Rows from a pointing dataset:
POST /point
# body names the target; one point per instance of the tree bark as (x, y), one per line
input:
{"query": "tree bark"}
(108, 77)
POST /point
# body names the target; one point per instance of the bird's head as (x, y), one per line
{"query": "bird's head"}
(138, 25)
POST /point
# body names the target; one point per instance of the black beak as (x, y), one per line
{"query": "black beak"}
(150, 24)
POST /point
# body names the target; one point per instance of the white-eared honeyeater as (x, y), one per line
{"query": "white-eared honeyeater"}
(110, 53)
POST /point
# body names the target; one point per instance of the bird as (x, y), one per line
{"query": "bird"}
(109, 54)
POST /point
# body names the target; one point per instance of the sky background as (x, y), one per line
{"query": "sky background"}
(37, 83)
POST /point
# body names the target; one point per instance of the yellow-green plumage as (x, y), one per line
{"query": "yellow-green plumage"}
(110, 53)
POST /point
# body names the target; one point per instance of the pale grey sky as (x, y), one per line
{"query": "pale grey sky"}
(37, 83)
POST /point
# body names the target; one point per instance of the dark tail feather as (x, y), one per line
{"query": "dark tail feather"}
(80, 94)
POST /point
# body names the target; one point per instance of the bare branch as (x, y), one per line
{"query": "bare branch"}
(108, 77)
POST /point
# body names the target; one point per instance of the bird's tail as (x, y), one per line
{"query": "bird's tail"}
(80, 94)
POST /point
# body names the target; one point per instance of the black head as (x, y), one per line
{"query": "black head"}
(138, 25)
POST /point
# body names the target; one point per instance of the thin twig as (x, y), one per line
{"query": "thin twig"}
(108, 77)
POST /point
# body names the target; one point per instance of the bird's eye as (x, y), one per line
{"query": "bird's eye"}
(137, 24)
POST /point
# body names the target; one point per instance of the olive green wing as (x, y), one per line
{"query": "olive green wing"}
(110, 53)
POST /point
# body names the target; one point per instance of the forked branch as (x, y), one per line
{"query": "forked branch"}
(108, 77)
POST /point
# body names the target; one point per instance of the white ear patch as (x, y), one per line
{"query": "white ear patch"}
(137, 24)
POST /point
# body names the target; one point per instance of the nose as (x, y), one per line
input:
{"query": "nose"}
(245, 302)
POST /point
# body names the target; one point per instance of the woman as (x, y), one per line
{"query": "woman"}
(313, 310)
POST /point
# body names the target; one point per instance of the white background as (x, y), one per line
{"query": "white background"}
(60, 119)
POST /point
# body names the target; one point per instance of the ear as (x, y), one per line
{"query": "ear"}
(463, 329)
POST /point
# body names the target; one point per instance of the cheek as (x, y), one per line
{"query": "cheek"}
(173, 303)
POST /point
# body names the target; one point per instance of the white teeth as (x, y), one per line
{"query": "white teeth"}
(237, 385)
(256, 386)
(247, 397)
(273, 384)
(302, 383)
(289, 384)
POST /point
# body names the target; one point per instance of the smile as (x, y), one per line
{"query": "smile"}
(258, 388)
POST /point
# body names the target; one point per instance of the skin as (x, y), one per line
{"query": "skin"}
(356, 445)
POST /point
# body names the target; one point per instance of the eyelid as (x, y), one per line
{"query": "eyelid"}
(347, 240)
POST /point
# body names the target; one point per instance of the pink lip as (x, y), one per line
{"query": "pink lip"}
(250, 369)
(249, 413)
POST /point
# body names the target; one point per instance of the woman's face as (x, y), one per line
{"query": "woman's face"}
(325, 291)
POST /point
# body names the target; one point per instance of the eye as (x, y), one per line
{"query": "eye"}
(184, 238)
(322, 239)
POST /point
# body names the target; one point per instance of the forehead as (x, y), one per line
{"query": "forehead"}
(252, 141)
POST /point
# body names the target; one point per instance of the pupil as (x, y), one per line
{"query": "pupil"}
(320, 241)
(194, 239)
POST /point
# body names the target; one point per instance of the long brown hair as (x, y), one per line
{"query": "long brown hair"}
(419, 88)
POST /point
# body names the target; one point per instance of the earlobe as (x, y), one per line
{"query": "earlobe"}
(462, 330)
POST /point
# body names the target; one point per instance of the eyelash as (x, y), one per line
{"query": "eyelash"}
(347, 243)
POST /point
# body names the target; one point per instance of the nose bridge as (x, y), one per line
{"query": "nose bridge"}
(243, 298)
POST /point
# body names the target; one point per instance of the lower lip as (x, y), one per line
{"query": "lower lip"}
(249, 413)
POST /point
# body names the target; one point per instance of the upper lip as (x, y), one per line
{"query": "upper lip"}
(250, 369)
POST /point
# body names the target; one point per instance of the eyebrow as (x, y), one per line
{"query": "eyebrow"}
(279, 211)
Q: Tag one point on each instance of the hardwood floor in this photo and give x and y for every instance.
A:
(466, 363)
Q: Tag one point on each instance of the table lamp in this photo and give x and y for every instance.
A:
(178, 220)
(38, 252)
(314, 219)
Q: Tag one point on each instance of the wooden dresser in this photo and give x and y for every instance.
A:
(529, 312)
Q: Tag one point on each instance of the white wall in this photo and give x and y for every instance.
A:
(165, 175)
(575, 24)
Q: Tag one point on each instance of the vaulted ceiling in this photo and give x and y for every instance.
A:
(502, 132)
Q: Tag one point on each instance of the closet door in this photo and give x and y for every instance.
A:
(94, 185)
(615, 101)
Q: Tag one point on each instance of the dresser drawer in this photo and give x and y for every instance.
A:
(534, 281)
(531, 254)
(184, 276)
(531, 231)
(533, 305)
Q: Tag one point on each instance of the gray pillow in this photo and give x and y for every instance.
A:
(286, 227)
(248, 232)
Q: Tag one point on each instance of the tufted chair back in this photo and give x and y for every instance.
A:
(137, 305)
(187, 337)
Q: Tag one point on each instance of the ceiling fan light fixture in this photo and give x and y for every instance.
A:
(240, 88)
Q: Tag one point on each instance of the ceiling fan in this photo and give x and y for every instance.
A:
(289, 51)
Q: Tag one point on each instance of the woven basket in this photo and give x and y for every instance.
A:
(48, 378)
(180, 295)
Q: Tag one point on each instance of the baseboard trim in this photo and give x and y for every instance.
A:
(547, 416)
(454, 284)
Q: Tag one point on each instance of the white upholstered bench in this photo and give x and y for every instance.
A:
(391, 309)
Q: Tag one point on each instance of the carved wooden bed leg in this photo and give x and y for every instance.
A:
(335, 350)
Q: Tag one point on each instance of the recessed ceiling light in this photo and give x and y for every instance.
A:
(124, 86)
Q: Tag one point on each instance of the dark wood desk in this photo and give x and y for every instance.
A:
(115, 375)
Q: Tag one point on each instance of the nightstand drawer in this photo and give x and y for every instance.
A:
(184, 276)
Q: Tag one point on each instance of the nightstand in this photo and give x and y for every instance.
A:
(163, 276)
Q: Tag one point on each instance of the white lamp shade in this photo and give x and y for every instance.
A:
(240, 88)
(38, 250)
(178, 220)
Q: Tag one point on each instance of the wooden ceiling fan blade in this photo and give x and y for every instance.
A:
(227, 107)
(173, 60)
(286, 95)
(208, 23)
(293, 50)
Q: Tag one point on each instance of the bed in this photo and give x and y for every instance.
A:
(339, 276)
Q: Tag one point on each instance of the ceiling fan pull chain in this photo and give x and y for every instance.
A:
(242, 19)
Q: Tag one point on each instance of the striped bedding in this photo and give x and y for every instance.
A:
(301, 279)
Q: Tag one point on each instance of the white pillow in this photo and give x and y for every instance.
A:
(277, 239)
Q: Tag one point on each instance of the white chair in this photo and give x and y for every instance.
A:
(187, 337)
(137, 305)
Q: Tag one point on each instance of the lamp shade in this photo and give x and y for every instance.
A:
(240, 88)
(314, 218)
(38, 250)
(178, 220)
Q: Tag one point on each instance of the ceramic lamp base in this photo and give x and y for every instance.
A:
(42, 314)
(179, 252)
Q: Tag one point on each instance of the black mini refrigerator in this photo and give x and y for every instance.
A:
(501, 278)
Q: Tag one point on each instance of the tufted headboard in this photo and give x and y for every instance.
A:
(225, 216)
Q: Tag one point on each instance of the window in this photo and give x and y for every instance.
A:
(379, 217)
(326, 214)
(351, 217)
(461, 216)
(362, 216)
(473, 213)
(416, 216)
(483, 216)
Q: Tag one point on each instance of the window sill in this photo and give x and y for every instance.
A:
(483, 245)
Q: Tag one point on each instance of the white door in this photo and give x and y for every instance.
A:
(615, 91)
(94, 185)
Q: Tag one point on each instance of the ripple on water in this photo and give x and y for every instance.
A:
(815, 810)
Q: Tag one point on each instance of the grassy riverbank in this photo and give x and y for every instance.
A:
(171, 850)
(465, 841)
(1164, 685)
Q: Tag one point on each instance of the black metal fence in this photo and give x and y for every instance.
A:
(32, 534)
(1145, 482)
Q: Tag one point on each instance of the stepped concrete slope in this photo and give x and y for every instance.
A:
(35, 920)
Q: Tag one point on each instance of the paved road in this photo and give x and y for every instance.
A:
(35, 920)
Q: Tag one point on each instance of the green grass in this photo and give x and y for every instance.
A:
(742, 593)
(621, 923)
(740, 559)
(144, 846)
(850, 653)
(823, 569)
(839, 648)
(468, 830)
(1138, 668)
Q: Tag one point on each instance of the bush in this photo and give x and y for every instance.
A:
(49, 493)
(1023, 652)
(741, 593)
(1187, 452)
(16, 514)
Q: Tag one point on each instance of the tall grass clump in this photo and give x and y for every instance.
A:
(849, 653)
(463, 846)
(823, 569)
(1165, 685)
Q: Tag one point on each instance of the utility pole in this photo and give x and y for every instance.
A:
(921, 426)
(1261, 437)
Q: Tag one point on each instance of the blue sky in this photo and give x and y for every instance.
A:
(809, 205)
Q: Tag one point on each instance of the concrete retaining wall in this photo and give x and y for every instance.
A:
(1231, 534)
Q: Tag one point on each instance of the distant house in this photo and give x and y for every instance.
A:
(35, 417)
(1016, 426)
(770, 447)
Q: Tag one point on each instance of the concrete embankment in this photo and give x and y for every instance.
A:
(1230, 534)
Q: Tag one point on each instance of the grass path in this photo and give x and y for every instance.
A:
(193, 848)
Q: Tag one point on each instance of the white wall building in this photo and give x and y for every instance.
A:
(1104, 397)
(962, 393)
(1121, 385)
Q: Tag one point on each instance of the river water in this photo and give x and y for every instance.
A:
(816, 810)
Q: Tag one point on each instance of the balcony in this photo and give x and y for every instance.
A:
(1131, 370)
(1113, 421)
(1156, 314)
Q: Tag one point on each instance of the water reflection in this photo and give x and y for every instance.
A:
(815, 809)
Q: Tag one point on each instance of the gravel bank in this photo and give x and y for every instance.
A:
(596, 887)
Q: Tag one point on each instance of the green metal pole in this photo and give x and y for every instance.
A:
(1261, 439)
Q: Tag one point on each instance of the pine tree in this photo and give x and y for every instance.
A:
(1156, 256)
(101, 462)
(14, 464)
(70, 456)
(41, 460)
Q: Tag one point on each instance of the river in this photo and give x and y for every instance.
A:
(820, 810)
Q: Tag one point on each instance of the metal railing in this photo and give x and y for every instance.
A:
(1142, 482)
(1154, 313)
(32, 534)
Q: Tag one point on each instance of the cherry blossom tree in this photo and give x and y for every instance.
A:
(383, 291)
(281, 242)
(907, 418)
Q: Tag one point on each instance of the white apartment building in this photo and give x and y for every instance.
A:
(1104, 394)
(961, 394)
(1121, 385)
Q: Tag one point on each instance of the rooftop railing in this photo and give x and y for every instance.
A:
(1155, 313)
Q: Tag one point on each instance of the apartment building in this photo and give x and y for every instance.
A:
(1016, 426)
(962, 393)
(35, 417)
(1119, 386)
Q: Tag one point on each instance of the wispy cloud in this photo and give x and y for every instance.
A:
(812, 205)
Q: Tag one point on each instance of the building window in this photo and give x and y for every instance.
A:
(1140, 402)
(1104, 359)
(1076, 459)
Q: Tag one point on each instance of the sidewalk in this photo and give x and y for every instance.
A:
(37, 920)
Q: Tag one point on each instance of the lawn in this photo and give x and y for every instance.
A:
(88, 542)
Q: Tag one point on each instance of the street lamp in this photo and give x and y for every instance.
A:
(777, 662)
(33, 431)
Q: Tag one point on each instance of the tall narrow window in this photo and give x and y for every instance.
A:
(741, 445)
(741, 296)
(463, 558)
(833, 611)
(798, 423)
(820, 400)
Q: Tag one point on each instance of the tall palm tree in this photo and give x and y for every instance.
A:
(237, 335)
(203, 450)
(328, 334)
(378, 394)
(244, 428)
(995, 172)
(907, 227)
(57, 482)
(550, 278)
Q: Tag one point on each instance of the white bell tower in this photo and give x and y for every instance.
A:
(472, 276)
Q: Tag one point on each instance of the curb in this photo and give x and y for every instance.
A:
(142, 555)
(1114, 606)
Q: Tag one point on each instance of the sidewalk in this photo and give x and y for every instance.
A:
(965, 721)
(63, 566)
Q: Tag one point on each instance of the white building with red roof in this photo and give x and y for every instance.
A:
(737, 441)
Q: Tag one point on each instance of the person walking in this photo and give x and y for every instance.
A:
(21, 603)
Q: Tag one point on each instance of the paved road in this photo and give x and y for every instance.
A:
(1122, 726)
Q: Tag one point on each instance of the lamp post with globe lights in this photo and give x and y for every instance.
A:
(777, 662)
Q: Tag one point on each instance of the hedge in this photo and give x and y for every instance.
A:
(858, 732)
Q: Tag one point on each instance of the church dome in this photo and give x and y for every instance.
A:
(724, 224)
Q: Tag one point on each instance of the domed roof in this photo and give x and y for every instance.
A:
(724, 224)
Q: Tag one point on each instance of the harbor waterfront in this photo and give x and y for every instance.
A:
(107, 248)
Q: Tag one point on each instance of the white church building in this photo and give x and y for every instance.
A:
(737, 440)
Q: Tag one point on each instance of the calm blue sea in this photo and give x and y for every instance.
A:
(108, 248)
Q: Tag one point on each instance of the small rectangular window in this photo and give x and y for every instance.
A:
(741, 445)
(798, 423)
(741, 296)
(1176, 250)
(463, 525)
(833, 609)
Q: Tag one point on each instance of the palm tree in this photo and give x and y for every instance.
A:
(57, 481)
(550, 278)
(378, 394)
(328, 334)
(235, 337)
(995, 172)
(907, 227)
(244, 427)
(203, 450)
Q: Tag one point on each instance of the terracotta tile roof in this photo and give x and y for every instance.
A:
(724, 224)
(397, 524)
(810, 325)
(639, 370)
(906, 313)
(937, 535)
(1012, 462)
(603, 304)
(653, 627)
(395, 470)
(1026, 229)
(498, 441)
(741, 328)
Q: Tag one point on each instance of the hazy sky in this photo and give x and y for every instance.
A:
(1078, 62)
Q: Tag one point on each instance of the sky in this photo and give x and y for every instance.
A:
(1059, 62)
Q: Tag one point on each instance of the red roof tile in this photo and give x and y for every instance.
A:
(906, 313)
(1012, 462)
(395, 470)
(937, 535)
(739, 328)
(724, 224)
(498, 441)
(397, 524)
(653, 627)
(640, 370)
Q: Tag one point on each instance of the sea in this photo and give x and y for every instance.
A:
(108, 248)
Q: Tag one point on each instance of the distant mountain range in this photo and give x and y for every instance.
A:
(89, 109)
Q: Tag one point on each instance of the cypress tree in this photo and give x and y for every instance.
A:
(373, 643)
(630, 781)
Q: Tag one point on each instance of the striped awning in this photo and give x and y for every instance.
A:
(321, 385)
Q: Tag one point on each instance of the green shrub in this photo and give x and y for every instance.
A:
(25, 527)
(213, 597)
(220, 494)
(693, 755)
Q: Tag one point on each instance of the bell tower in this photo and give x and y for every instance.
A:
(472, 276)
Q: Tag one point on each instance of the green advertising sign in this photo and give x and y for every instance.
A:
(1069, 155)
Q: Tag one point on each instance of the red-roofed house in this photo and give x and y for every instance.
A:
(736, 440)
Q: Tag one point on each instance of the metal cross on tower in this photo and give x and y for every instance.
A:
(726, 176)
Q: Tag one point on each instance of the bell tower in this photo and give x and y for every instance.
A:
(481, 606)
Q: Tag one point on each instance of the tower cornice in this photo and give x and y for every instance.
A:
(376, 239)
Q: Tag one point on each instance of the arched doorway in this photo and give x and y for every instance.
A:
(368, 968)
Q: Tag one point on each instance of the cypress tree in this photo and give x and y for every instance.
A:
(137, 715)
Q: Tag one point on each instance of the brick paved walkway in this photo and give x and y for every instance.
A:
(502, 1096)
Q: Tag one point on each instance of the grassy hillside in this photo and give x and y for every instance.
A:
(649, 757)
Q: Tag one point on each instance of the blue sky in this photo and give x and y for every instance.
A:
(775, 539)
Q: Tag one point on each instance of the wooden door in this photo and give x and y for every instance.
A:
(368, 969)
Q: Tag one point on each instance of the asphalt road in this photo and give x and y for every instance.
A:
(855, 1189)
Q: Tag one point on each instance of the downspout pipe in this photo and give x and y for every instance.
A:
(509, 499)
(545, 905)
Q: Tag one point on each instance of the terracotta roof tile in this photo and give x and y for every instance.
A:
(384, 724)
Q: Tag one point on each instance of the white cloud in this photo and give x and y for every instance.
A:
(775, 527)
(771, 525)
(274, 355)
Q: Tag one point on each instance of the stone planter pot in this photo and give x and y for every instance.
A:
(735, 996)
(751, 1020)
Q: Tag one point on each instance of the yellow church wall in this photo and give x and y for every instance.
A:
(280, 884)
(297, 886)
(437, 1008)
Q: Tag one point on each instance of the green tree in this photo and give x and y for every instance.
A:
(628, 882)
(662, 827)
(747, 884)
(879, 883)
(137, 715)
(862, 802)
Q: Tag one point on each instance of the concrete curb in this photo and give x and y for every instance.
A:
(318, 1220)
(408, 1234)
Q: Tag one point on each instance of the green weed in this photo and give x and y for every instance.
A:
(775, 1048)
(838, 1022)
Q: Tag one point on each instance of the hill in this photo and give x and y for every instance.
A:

Set problem: Reproduce verbatim the lines of the data above, beginning with the line containing "Q: Tag one point on each instance of the arched" and continuing through the line containing "(751, 1020)".

Response to the exercise:
Q: Tag one point on each instance of the arched doorway in this photo and give x and y for every instance.
A:
(368, 968)
Q: Tag one point on each instance of the cypress tree in this photo and give x and y for every instance.
A:
(137, 715)
Q: Tag one point on each instance of the brick paved walkway in this photo and give x and y for every instance.
A:
(502, 1096)
Q: Tag one point on each instance of the grassy hillside in this photo and give x and y for every instance.
A:
(649, 757)
Q: Tag one point on each instance of the blue sky in this photo and give x and y for every instance.
A:
(775, 539)
Q: Tag one point on each instance of the wooden door in this photo and give x and y for every instance.
A:
(368, 969)
Q: Tag one point on each instance of the asphalt road in this photo and give x and y for every instance.
A:
(855, 1189)
Q: Tag one point on each instance of the downspout pipe in this photo and give x and y for every instance.
A:
(509, 499)
(545, 905)
Q: Tag one point on each instance of the terracotta roof tile in this photo and give x and y for every instance.
A:
(384, 724)
Q: Tag one point on each instance of the white cloud in this photo and give x and y for every instance.
A:
(775, 527)
(771, 525)
(274, 355)
Q: Tag one point on each instance of the stone planter pot in this photo and give x and y for every instance.
A:
(735, 996)
(751, 1020)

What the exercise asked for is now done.